[Instruções] Traduza para o inglês esta frase do texto sobre a gravação do programa do Jô Soares: "Anos depois, já na Globo, divulgaram que o tal líquido que ele bebe é coca-cola."

Em 1992 morava em São Paulo e consegui um convite para assistir a gravação do programa do Jô Soares, o “Jô Onze e Meia”, nos estúdios do SBT, na rua Alfonso Bovero. Tinha de estar lá por volta das 16h. O gordinho gravava a partir das 17h programas para três dias. Quando saí da república onde morava, a galera vibrou e disse: “Vê se solta esta tua gargalhada e abafa a do Bira (o baixista da banda que acompanha o Jô e conhecido pela risada forte e alta)”. “Vamos ver”, disse. Depois de esperar alguns minutos, a plateia foi levada aos estúdios. Recebemos as instruções de como nos comportar durante as mais de quatro horas de gravação, e sem lanchinho. Bico seco. Ah, e no final das gravações, poderíamos conversar com o Jô Soares. Eu não queria isso, mas olhava para a xícara dele sobre a mesa. E à época todo o Brasil queria saber o que era que ele bebia durante suas entrevistas. Segredo de estado total. Pensei com meus botões, vou descobrir isso. E começam as entrevistas, eu nem me lembro quais eram os entrevistados do programa. Lá pelas nove da noite, elas acabaram, e liberaram para a galera entrar no palco e conversar com o Jô. Ele veio em direção ao público e eu fui na direção de sua mesa, passei por ele a passos lentos, quando vi na entrada do estúdio uma guria me olhando. E parece que ela adivinhou e começou a correr em direção a mesa. Apressei o passo e fui chegando, chegando, mas ela foi mais rápida e quando estiquei o pescoço para ver qual o líquido secreto na xícara, ela puxou a caneca e soltou: “O que tu quer?”. “Quero saber o que ele bebe”. “Pois não te interessa, e sai, sai”. “Ah, deixa eu ver”, pedi. “Não, cara, sai daqui”, disse ela, tapando a caneca com uma das mãos e eu esticando mais o pescoço. “Tá bom, segredinho de estado”, soltei. “Sim, e se tu não sair fora, chamo os seguranças. Segurança”, gritou ela para uns caras de terno preto que estavam parados atrás do Jô, que distribuía autógrafos. Eles me olharam e fui saindo de mansinho. Anos depois, já na Globo, divulgaram que o tal líquido que ele bebe é coca-cola.

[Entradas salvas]
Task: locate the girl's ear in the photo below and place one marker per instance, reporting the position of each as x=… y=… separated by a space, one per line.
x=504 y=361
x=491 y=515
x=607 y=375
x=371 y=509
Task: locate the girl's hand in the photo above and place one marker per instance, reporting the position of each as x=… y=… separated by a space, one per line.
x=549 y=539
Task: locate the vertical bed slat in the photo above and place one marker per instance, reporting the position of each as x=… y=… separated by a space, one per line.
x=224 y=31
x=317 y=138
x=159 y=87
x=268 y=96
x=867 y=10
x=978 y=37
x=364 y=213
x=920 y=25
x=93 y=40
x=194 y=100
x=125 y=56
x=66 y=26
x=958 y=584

[Espaço de resposta] Years later, when he was already at Globo, it was revealed that the mysterious liquid he drinks is Coca-Cola.